╭─ Extracted records
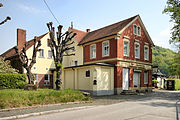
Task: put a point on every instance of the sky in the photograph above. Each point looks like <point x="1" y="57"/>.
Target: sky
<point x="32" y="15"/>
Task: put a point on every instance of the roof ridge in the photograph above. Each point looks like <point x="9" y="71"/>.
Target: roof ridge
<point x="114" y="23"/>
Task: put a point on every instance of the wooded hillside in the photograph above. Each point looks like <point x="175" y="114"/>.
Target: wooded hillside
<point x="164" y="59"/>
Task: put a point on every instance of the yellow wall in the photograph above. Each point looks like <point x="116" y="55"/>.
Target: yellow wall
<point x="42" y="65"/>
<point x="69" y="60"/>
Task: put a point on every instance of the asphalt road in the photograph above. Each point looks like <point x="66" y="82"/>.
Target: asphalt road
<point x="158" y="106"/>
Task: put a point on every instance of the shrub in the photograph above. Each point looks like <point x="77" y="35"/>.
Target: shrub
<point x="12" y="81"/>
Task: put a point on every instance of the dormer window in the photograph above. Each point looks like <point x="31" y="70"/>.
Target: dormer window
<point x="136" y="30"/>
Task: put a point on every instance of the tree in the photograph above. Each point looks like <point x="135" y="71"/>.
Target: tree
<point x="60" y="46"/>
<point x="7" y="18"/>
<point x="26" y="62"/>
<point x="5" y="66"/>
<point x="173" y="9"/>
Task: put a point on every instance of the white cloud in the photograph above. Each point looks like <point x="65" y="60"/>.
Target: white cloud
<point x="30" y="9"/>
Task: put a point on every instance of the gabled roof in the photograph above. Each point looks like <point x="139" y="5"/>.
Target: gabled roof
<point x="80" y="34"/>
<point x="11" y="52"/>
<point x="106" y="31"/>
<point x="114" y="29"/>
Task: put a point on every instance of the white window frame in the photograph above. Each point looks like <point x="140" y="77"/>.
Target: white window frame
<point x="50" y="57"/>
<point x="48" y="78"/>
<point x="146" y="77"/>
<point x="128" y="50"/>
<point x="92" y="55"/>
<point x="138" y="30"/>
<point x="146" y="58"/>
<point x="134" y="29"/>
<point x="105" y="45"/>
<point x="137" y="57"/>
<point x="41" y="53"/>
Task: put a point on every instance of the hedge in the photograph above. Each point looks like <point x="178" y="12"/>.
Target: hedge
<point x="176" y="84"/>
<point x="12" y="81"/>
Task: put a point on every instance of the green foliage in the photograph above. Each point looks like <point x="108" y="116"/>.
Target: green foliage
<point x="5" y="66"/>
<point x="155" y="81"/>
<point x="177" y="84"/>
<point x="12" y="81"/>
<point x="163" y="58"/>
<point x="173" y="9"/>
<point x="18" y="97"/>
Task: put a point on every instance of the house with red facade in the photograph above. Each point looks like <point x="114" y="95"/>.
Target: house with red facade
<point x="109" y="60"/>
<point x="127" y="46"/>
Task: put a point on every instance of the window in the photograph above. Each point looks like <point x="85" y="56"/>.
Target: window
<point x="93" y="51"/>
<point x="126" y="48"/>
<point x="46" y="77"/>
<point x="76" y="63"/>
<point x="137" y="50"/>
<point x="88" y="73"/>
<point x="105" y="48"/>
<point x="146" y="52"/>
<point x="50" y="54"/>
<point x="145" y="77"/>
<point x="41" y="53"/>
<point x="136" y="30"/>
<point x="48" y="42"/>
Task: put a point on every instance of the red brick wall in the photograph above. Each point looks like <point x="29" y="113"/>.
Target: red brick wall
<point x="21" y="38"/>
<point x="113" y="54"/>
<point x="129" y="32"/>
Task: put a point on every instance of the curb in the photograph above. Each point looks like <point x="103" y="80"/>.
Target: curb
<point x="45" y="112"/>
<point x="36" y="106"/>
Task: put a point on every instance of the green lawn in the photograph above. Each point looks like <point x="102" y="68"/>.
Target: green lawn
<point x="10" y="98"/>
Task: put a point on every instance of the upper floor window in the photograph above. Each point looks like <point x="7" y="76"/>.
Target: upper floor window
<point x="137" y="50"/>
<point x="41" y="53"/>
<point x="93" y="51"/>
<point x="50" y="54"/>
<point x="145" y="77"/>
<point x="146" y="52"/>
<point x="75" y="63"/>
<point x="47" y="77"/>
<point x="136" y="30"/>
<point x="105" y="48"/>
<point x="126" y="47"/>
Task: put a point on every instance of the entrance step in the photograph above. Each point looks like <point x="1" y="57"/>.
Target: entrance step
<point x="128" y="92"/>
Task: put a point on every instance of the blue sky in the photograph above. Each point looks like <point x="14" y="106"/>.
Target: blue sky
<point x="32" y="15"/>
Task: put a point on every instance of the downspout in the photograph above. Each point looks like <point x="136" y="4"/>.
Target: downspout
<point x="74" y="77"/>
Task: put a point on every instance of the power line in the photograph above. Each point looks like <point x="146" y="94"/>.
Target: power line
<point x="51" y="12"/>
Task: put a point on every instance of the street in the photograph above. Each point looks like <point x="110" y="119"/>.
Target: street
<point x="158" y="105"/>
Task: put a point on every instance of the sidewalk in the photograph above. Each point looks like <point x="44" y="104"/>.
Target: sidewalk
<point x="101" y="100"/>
╰─
╭─ Extracted records
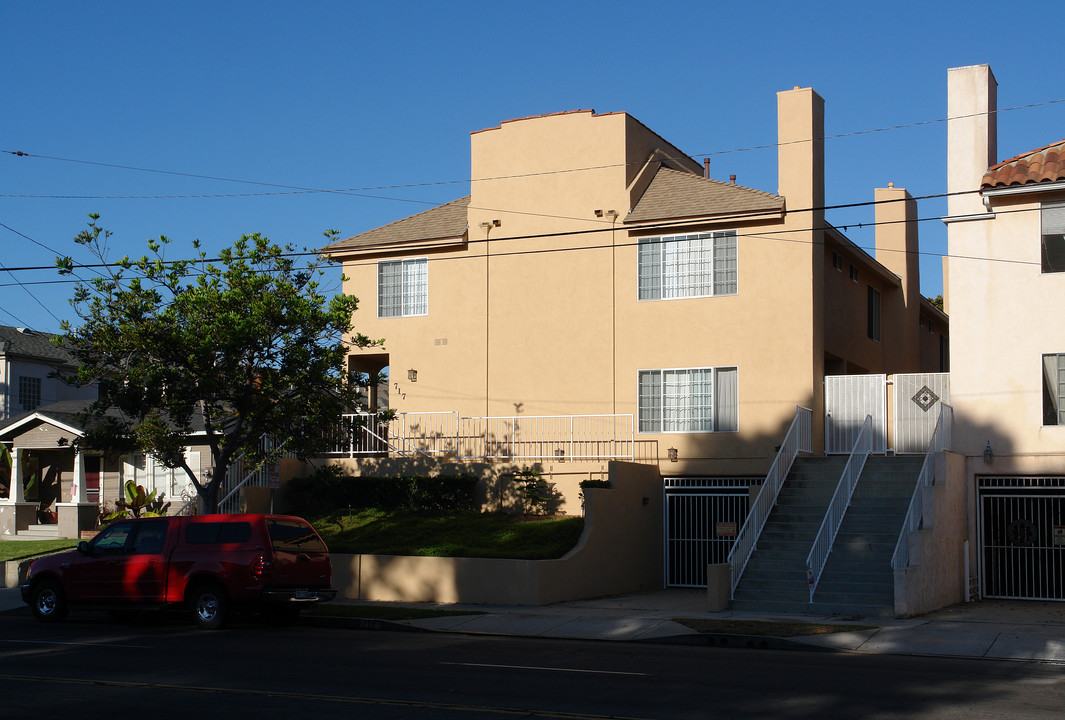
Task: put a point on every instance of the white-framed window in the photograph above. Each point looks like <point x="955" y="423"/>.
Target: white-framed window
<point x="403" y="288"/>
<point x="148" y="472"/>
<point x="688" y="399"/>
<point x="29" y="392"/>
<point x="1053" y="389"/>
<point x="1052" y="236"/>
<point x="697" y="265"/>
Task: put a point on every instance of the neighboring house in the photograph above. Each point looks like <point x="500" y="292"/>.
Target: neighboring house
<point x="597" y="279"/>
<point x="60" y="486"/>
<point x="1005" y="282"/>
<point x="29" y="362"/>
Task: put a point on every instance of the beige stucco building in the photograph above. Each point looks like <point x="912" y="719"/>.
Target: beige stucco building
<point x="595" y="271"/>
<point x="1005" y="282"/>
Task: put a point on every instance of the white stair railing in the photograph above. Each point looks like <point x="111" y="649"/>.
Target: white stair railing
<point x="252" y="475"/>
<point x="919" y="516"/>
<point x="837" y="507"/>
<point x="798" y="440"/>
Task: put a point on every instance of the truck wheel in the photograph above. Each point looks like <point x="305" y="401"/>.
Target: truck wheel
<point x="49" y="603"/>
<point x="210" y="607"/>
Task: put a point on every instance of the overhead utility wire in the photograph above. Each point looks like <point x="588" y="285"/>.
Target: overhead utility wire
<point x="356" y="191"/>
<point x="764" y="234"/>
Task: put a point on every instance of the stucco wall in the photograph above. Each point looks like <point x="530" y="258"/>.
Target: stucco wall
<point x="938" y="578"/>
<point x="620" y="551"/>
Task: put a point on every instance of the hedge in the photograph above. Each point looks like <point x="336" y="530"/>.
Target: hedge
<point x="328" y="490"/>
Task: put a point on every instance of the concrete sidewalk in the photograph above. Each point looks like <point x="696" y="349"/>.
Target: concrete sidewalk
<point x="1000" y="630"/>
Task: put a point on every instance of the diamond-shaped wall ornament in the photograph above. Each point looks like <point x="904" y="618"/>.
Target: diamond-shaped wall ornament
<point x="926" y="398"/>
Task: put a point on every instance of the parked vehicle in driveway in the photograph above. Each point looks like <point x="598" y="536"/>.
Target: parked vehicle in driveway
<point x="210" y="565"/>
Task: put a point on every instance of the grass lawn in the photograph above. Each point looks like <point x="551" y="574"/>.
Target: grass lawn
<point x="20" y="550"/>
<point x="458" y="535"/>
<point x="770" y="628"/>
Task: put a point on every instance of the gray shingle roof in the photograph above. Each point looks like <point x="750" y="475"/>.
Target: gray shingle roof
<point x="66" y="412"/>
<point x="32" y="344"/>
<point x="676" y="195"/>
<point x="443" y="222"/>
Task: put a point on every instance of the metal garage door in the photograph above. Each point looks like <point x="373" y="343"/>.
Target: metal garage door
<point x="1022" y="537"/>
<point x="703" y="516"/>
╰─
Aim of the exercise
Can you repeat, word for word, every line above from the one containing "Task: put a point on every instance of the sky" down to the one containing "Task: put a point on every instance of the asphalt", including both?

Finished exercise
Task: put a point on every instance of the sky in the photograph above. Each point looks like <point x="1" y="57"/>.
Target: sky
<point x="32" y="15"/>
Task: put a point on every instance of the roof ridge in the photograph above. Each point looks like <point x="9" y="71"/>.
Target: roof ridge
<point x="114" y="23"/>
Task: put a point on every instance of the wooded hillside in the photograph above. Each point looks like <point x="175" y="114"/>.
Target: wooded hillside
<point x="164" y="59"/>
Task: put a point on every instance of the yellow wall in the photograph above. Each point looks like <point x="116" y="55"/>.
Target: yellow wall
<point x="42" y="65"/>
<point x="69" y="60"/>
Task: put a point on every instance of the asphalt road in the photograph above. Each point looks like <point x="66" y="82"/>.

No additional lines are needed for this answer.